> **WHAT THE TASK ASKS**
Show each line of the following entries that contains the word "below".

--- Start of INPUT DATA ---

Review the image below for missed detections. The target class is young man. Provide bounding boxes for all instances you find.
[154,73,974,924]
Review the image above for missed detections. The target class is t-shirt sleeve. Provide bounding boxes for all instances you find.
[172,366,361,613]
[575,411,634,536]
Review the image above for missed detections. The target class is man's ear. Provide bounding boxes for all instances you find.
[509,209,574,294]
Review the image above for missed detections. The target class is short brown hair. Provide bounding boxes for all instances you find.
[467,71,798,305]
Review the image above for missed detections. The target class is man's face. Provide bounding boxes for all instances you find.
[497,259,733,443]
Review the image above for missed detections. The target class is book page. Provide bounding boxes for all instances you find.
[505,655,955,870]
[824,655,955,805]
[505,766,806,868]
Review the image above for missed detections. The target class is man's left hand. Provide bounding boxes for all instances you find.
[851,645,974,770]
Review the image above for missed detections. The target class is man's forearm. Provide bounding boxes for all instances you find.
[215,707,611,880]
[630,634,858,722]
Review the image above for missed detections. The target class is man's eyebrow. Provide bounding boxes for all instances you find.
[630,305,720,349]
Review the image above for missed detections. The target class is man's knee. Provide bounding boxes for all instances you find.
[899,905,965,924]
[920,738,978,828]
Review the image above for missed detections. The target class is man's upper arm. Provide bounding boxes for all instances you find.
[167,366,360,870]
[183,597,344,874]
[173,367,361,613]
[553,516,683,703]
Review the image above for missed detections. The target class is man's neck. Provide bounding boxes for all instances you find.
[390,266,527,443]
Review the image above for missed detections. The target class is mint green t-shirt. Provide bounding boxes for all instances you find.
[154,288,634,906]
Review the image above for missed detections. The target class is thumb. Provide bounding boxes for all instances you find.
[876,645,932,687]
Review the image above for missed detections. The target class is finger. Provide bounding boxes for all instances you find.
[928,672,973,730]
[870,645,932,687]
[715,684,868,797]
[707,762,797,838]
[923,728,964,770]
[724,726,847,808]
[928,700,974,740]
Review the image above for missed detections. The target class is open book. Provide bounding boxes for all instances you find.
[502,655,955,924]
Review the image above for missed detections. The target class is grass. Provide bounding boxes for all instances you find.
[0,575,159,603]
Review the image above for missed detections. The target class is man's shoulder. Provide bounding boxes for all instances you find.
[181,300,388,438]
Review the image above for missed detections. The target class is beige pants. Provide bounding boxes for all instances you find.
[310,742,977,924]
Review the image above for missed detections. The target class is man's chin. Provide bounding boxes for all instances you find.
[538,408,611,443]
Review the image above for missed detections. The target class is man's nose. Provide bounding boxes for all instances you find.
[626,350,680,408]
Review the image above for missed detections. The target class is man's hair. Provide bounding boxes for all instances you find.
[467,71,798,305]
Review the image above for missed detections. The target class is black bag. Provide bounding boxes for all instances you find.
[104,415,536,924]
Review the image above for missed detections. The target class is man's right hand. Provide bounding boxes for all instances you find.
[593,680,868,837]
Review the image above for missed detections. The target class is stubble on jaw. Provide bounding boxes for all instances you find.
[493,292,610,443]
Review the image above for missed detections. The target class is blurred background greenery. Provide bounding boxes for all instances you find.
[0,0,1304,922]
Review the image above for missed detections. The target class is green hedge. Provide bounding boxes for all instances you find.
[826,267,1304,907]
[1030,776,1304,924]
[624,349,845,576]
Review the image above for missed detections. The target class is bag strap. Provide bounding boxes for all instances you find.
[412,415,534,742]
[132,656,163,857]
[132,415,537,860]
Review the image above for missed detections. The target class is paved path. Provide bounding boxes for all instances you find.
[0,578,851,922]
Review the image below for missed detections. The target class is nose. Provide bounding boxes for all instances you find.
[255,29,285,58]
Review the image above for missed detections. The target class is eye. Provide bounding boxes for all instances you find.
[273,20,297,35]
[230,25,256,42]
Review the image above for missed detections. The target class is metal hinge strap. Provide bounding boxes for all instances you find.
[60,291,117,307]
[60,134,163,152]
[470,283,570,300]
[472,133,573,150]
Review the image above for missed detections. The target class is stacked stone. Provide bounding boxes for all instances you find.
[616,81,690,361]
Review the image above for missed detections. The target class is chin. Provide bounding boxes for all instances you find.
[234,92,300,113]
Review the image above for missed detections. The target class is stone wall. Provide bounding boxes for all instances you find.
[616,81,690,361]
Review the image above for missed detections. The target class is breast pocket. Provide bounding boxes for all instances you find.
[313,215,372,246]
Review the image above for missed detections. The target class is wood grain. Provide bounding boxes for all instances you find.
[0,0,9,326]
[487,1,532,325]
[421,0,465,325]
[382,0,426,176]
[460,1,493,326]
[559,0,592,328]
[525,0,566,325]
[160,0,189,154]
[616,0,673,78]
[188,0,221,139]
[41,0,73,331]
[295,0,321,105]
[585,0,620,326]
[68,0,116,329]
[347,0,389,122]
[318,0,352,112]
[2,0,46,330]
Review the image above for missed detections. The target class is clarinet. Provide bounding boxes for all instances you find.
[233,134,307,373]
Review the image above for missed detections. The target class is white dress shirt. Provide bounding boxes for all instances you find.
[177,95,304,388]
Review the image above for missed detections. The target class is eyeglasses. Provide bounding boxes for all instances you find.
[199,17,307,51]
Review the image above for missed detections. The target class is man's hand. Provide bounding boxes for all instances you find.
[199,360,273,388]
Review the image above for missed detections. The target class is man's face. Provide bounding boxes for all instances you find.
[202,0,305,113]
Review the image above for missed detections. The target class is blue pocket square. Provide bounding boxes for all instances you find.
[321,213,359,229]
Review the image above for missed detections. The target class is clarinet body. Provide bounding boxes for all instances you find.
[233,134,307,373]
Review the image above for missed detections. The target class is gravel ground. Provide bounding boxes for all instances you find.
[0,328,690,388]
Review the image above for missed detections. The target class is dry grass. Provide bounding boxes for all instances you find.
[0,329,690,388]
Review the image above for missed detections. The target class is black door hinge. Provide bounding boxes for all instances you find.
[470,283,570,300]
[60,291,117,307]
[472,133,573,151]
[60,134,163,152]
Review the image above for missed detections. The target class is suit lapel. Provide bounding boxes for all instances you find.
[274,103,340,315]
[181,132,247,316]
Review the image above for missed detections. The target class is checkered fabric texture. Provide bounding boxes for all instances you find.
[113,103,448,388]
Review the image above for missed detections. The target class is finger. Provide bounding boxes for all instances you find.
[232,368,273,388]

--- End of INPUT DATA ---
--- Start of INPUT DATA ---

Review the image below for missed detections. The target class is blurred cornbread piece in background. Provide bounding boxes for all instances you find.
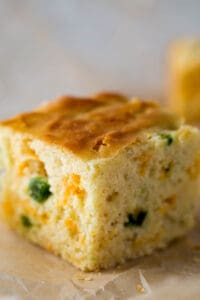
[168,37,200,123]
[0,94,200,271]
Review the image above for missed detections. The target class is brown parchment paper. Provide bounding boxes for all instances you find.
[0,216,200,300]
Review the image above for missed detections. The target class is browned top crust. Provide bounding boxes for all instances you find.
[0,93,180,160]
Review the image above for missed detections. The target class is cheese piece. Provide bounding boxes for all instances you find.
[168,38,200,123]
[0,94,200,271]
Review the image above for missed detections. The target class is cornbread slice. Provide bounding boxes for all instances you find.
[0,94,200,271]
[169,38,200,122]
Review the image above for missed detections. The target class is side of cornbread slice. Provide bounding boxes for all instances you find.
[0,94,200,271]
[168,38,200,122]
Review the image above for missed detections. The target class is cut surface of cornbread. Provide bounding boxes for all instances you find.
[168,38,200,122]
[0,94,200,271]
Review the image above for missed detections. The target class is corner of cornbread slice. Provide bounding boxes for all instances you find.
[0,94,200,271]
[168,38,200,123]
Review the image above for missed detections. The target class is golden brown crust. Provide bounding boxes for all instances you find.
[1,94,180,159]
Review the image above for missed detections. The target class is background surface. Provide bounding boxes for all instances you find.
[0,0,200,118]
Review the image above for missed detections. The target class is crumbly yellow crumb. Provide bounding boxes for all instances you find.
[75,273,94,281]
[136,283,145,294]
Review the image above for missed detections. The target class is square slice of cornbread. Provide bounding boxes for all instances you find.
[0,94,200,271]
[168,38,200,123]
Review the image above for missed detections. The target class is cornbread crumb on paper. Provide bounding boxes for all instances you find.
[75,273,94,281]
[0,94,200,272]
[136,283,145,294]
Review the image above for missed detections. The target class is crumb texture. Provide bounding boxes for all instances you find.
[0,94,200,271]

--- End of INPUT DATA ---

> **FULL OUTPUT**
Review the image below for missed detections. The target class is young man. Provide bounding boxes for all instances you find.
Review the image below for missed detections. The target class is nose. Provide bounding boxes for all instances you find.
Review the image below for missed detections. The target class is blurred cornbread piece in background. Provide bounding boxes for all instances you find.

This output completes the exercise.